● Rows from a pointing dataset:
···

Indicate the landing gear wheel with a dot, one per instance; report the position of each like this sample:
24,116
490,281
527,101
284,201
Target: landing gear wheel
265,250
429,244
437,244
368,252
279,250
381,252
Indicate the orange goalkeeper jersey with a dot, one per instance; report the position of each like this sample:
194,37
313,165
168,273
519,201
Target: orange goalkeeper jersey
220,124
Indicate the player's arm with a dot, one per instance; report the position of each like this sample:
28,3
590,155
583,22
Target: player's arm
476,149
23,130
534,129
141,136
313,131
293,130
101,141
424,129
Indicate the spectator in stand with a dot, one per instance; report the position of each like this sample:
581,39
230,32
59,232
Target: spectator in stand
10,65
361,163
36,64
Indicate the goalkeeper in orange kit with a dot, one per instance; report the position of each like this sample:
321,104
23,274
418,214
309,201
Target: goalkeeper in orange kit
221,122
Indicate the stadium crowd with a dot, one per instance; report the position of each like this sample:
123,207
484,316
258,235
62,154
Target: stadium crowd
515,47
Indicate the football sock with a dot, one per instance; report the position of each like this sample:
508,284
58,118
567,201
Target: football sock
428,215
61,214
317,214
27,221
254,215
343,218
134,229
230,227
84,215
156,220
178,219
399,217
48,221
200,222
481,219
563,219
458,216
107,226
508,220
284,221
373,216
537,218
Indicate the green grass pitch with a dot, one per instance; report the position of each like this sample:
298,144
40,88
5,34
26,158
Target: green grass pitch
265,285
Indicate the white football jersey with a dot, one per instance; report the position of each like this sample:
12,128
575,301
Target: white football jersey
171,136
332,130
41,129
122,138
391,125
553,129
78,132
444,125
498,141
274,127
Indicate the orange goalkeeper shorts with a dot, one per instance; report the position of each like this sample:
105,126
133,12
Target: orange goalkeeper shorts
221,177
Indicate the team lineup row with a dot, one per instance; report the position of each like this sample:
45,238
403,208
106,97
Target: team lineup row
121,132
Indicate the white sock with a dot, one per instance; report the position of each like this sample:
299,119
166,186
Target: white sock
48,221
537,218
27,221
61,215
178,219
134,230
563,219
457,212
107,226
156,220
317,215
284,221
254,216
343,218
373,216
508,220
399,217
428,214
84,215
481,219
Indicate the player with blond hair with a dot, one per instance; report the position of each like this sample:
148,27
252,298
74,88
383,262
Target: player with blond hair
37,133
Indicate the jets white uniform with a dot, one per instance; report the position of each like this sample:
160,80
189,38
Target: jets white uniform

···

● Goal of the exercise:
Please write out all of the entries above again, swapping "with a dot" for "with a point" wherever it occurs and keeping every other line as it is.

● Correct output:
Indicate the landing gear wheel with a point, one per instance; report the position of each like this sample:
24,116
490,281
527,101
284,201
Target: landing gear wheel
265,250
429,244
437,244
368,252
279,250
381,252
Indicate the orange goalkeeper jersey with a point, one per instance; report the position of each like this sample:
194,37
313,165
168,273
519,201
Target: orange goalkeeper jersey
220,124
Indicate the player's arm with a point, one per instance; report the position of each like this sample:
28,3
590,155
583,22
Target: player's arm
476,149
23,130
534,129
141,136
313,131
293,130
101,141
424,129
Indicate the spectator in stand with a point, one per instance; report the position of each like this sample:
581,39
230,32
59,232
Target: spectator in stand
10,65
361,163
36,64
Indicate the goalkeeper in orange kit with a point, one per instance; report the position of each like this sample:
321,104
23,274
418,214
309,201
Target: goalkeeper in orange kit
221,122
Indicate the stadium crowd with a point, one per instance; report the position of each like this sample:
123,207
484,316
258,235
62,154
Target: stadium crowd
515,47
Indicate the football sock with a point, one per instance; report the position of each like this sample:
508,284
58,118
567,201
Target: football sock
428,215
61,214
317,214
27,221
254,215
343,218
134,229
230,227
84,215
156,220
178,219
399,217
48,221
200,222
481,219
563,219
458,216
107,226
508,220
284,221
373,216
537,218
Indicate the green grass pitch with a point, one per instance; report the position of each like this sample:
298,144
40,88
5,34
26,158
Target: green grass pitch
265,285
Indicate the white football jersey with a point, one per instance; report the position of each like this sample:
12,128
575,301
Target: white football jersey
171,136
332,130
41,129
122,138
391,125
553,129
78,132
444,125
498,141
274,127
Indicate the orange goalkeeper shorts with a point, one per instance; report the position of each like this sample:
105,126
133,12
Target: orange goalkeeper shorts
221,177
Indicate the team lineup row with a point, one per instance; report the position of each like this sample:
45,238
403,208
106,97
Target: team lineup row
121,132
Indicate the white sock with a point, one per instance; report the position of each like this sample:
299,119
166,186
Target: white sock
48,221
537,218
27,221
61,215
178,219
134,230
563,219
457,212
107,226
156,220
317,215
284,221
254,216
343,218
373,216
508,220
399,217
428,214
84,215
481,219
Indicate the player with blond hair with a point, one per instance; report the position of each like this sample:
148,27
252,298
74,88
383,262
Target: player with blond hair
37,133
Indicate the jets white uniform with a point, one per instance; report the position of each like this sample:
160,80
189,38
Target: jets white uniform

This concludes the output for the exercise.